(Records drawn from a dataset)

=-=-=-=-=

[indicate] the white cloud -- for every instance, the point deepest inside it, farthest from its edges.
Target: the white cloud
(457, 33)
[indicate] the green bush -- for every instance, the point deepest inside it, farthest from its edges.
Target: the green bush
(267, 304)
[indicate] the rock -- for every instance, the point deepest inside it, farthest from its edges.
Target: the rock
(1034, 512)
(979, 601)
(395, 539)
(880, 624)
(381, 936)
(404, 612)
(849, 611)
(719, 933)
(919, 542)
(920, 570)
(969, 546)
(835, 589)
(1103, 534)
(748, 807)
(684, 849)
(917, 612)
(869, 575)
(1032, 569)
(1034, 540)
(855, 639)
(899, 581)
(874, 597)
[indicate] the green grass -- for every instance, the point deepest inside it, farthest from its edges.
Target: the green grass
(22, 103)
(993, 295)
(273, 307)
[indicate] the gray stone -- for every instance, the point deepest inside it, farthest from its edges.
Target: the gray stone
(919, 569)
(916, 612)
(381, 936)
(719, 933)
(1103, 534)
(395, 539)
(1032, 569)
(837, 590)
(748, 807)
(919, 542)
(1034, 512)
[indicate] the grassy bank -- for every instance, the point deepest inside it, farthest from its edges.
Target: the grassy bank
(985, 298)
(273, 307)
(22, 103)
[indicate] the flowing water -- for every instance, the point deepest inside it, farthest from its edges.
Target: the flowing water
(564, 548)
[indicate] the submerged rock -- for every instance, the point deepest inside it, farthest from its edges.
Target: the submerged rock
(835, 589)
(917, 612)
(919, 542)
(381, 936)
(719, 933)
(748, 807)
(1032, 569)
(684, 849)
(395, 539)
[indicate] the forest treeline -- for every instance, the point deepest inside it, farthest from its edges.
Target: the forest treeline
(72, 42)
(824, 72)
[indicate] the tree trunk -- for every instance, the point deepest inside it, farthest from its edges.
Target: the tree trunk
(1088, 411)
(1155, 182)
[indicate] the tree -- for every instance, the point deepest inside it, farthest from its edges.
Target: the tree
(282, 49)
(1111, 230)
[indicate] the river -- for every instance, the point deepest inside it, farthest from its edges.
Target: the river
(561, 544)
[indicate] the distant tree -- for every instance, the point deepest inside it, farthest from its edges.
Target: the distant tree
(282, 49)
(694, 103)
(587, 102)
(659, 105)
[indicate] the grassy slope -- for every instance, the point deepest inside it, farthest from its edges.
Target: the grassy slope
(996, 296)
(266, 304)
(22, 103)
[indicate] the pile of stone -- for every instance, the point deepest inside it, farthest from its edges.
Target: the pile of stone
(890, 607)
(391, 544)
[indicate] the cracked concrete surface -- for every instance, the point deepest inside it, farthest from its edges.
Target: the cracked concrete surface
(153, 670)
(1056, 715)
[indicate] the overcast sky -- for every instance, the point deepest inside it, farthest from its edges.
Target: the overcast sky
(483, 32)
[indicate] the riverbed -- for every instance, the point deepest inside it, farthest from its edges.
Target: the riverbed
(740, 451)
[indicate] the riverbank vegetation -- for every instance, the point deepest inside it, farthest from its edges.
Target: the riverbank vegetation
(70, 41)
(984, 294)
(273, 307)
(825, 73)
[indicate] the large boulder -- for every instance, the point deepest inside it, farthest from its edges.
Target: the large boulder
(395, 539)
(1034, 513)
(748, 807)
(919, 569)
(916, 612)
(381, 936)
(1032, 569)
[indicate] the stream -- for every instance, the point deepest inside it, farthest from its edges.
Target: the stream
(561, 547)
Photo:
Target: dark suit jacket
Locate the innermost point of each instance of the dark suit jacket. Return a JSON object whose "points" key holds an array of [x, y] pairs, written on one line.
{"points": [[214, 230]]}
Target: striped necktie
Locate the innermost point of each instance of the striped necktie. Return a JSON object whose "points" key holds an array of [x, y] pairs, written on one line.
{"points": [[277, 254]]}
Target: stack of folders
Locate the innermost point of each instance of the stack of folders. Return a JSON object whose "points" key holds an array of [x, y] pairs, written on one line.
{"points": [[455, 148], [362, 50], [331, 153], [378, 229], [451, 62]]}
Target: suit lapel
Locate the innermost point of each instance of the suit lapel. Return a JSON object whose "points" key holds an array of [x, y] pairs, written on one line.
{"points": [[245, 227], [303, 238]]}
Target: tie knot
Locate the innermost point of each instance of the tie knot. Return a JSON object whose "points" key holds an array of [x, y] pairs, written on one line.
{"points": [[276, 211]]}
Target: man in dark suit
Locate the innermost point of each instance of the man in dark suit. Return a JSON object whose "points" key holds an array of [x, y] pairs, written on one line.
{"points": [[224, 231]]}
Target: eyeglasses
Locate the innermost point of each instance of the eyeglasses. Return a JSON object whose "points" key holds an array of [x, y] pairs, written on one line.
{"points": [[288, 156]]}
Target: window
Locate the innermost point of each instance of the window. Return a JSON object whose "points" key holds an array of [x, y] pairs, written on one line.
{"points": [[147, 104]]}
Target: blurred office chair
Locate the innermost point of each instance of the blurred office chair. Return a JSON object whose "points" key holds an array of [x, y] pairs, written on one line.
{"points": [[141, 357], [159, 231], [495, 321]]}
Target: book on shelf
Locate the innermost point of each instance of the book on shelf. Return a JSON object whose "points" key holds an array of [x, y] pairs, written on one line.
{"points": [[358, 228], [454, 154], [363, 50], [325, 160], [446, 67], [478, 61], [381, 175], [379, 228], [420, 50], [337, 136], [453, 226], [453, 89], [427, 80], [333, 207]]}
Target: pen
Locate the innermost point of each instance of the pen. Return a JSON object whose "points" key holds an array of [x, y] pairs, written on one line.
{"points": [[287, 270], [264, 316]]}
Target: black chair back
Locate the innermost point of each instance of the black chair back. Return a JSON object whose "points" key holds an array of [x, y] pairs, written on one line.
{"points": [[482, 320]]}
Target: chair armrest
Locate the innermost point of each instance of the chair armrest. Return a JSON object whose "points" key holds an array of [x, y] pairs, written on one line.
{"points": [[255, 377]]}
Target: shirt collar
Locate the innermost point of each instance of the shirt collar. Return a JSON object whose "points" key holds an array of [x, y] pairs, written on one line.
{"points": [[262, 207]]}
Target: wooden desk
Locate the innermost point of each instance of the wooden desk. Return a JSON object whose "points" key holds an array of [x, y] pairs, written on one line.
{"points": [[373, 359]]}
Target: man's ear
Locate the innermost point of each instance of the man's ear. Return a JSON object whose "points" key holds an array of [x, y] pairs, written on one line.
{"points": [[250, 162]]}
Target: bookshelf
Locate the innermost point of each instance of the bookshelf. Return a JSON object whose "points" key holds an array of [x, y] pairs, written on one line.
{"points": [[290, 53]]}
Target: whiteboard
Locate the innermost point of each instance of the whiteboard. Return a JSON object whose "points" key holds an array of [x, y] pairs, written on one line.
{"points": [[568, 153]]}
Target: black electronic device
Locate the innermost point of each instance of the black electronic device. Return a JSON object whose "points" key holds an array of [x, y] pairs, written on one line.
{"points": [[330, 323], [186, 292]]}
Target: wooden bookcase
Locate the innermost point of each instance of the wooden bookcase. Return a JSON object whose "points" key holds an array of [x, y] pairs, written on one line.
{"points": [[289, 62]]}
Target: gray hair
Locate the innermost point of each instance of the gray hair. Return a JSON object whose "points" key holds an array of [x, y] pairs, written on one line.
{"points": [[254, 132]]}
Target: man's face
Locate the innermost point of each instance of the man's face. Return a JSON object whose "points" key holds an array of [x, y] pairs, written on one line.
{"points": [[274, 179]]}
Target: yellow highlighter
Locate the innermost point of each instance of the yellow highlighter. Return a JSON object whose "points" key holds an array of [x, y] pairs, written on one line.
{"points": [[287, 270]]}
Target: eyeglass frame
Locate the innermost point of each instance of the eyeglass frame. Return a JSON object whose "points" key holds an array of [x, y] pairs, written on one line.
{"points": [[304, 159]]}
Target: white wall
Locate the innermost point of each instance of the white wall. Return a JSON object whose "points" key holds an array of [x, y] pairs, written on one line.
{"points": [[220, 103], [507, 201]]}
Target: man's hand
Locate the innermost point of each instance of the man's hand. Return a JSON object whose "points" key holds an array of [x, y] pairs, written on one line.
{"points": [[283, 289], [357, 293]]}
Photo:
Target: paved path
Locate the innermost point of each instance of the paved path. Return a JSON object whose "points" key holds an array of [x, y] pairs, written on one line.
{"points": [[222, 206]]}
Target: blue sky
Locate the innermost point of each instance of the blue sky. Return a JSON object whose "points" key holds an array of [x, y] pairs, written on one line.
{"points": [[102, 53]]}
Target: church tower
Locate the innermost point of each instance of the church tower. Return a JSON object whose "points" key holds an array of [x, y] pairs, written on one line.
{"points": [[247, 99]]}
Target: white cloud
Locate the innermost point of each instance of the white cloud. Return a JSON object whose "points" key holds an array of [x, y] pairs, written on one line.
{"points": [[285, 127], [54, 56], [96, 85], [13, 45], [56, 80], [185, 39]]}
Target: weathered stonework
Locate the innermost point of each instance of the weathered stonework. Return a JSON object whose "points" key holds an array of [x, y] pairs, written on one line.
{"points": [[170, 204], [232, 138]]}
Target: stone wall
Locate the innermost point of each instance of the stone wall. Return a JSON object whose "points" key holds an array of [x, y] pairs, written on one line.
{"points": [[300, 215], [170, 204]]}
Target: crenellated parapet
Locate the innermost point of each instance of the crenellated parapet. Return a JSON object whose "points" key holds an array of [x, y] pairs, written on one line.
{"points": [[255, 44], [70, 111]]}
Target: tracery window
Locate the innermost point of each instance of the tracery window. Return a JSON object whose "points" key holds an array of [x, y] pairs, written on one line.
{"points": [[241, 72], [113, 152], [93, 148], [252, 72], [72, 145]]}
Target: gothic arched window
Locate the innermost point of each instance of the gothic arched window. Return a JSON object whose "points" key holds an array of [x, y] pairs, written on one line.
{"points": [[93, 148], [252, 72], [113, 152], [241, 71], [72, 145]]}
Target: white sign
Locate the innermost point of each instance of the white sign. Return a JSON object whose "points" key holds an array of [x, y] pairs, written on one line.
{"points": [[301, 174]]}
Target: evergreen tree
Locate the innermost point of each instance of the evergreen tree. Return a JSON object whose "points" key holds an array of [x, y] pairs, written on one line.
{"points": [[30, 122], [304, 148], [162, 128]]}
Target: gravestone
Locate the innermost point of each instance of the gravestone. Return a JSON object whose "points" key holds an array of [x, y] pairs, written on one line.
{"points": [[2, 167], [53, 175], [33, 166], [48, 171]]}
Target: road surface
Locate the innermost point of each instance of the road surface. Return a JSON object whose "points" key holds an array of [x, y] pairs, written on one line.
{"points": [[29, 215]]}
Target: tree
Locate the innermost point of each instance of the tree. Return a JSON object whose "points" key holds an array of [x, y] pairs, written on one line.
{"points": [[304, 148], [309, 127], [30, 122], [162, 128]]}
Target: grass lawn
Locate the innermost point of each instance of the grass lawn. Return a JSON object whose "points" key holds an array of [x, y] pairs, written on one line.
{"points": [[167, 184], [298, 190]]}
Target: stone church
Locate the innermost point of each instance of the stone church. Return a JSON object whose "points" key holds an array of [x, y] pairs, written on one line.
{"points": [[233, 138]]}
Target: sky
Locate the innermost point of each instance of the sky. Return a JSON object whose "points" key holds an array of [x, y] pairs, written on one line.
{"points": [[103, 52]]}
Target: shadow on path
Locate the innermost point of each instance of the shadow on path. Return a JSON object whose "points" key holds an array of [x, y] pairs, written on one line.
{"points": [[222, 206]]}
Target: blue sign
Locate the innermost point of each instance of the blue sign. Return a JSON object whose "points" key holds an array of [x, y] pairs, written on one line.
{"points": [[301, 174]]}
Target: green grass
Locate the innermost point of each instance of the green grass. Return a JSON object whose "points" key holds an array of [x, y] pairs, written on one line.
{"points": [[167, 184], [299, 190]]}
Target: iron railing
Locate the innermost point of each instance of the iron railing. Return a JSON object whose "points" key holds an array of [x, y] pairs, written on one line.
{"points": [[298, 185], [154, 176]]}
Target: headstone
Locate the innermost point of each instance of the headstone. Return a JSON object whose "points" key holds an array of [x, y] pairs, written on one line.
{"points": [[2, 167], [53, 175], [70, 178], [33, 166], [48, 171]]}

=-=-=-=-=

**PROBLEM TO WORK ON:** A verbatim transcription is needed of the lines above, starting at the line with "Target: church tower" and ending at the line with "Target: gravestone", both included, and of nothing else.

**EXERCISE OUTPUT:**
Target: church tower
Locate the innermost point of each instance of the church tower. Return a JSON object whose "points" key holds an array of [x, y] pairs, written on one line.
{"points": [[247, 99]]}
Target: white cloud
Locate the innermost point of each instance of the white cloud. Return a JSON object whose "points" key holds an array of [x, y] pairs, written on one line.
{"points": [[285, 127], [54, 56], [96, 85], [13, 45], [56, 80], [185, 39]]}
Target: weathered stonework
Locate the innermost point of each instance of the weathered stonework. Return a JSON object whose "points" key holds an array of [x, y] pairs, written on one line.
{"points": [[170, 204], [232, 138]]}
Target: stone wall
Locate the innermost point of each instance of the stone wall. Return a JSON object whose "points" key holds an array of [x, y] pairs, written on one line.
{"points": [[300, 215], [170, 204]]}
Target: crenellated parapet
Locate the innermost point of each instance of the crenellated parapet. Return a JSON object whose "points" key holds an array of [x, y] pairs, written on one line.
{"points": [[255, 44], [70, 111]]}
Target: tracery window
Locate the innermost point of each instance of the tracery window. Return a JSON object whose "points" key holds an array of [x, y] pairs, written on one line.
{"points": [[241, 72], [113, 152], [93, 148], [252, 72], [72, 145]]}
Target: gothic arched window
Locate the innermost point of each instance of the gothic arched window. Return a JSON object whose "points" key holds an array of [x, y] pairs, written on one line.
{"points": [[93, 148], [252, 72], [113, 152], [241, 71], [72, 145]]}
Target: white sign
Locate the innermost point of each instance of the white sign. Return a JSON object whose "points" key holds an array of [x, y] pairs, written on one line.
{"points": [[301, 174]]}
Target: evergreen tree
Locate the innermost point of each instance of the evergreen tree. Return a JSON object whose "points" key holds an array of [x, y] pairs, written on one line.
{"points": [[30, 122], [304, 148], [162, 128]]}
Target: gravestone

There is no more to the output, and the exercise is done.